> **A FAZER**: Extraia do trecho sobre a expulsão dos radicais do PT, sem alterar nada, a parte que se abre com as palavras que contêm "Em um momento" e se fecha com "votação para expulsá-los.".

> **TRECHO DO DOCUMENTO**:
Em um momento posterior, por exibir a jornalistas imagens antigas de Lula
em discurso contra a reforma, João Fontes é incluído entre os radicais
passíveis de expulsão.
Em
um momento inicial, a intenção era expulsar do PT os radicais antes
mesmo da votação da reforma. Para evitar desgaste de sua imagem, porém,
o partido aguarda a consumação da votação para expulsá-los.
Em
julho, a Socialist Review publica manifesto intitulado “Petition on
Behalf of PT Senator Heloisa Helena And PT Deputies Joao Batista Araujo
Baba and Luciana Genro”.
O texto é encabeçado pelo lingüista Noam Chomsky e pelo cineasta Ken
Loach, e pede que o PT reconsidere sua posição e não expulse os
radicais. A versão final do manifesto, divulgada no início de dezembro,
contava com mais de mil assinaturas. Além disso, diversos intelectuais,
sindicatos e organizações brasileiras protestaram contra a tentativa de
expulsão.
Mesmo
assim, a reunião do Diretório Nacional que consuma a expulsão ocorre
dias 13 e 14 de dezembro, no luxuoso Hotel Blue Tree, em Brasília. Entre
as testemunhas de defesa, estavam “Chico de Oliveira, Dalmo Dallari,
Emir Sader, Paulo Arantes, Reinaldo Gonçalves, Eduardo Suplicy, Plínio
de Arruda Sampaio, entre outros”.
Mesmo assim, com 55 votos a favor e 27 contra, o PT expulsa Heloísa, Babá
e Luciana. João Fontes havia sido expulso algumas horas antes, com 55
votos a favor da expulsão, 26 contra e uma abstenção.
Assim
começa o primeiro processo de desligamento do PT. Em memorável carta
publicada no mesmo dia da expulsão dos radicais, o sociólogo Chico de
Oliveira, fundador do partido, conta por que está se desligando:
"Afasto-me
porque não votei nas últimas eleições presidencial e proporcional no
Partido dos Trabalhadores [...] para vê-lo governando com um programa que
não foi apresentado aos eleitores. [Ninguém pediu] meu voto para
conduzir uma política econômica desastrosa, uma reforma da Previdência
anti-trabalhador e pró-sistema financeiro, uma reforma tributária mofina
e oligarquizada, uma campanha de descrédito e desmoralização do
funcionalismo público, uma inversão de valores republicanos em benefício
do ideal liberal do êxito a qualquer preço [...], uma política de alianças
descaracterizadora, uma "caça às bruxas" anacrônica e
ressuscitadora das piores práticas stalinistas, um conjunto de políticas
que fingem ser sociais quando são apenas funcionalização da pobreza
--enfim, para não me alongar mais, um governo que é o terceiro mandato
de FHC. [...]
Mas
minha discordância não se funda apenas --e esse apenas já seria muito--
no que poderia ser considerado um desvio conjuntural, uma operação política
tática para governar e atenuar os efeitos da herança de FHC.

> **CONJUNTO DE DADOS**:
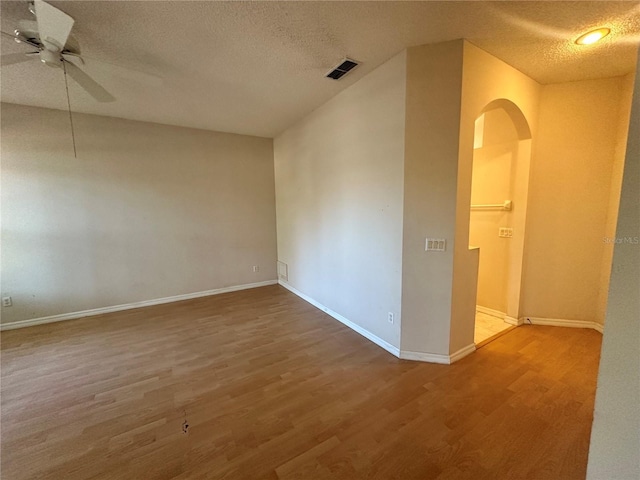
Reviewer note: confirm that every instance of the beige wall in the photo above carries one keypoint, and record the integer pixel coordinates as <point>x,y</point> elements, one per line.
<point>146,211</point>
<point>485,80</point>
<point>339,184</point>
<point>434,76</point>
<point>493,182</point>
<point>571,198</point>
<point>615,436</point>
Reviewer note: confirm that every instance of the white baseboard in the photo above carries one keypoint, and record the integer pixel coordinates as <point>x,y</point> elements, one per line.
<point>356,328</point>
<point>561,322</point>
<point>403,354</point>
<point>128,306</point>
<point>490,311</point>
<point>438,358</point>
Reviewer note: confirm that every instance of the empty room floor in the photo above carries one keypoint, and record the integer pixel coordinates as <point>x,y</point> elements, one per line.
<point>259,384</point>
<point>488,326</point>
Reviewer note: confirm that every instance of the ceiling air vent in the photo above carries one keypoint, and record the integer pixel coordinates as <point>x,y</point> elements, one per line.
...
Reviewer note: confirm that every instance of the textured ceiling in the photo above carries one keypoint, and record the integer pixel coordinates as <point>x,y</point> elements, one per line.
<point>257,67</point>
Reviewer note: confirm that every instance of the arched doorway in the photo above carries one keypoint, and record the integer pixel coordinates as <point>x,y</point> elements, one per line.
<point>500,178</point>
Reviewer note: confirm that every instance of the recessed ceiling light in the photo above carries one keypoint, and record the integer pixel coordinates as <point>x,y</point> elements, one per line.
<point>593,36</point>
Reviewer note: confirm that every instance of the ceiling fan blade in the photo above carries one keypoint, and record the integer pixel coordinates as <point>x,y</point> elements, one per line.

> **RESPOSTA FINAL**:
Em um momento posterior, por exibir a jornalistas imagens antigas de Lula
em discurso contra a reforma, João Fontes é incluído entre os radicais
passíveis de expulsão.
Em
um momento inicial, a intenção era expulsar do PT os radicais antes
mesmo da votação da reforma. Para evitar desgaste de sua imagem, porém,
o partido aguarda a consumação da votação para expulsá-los.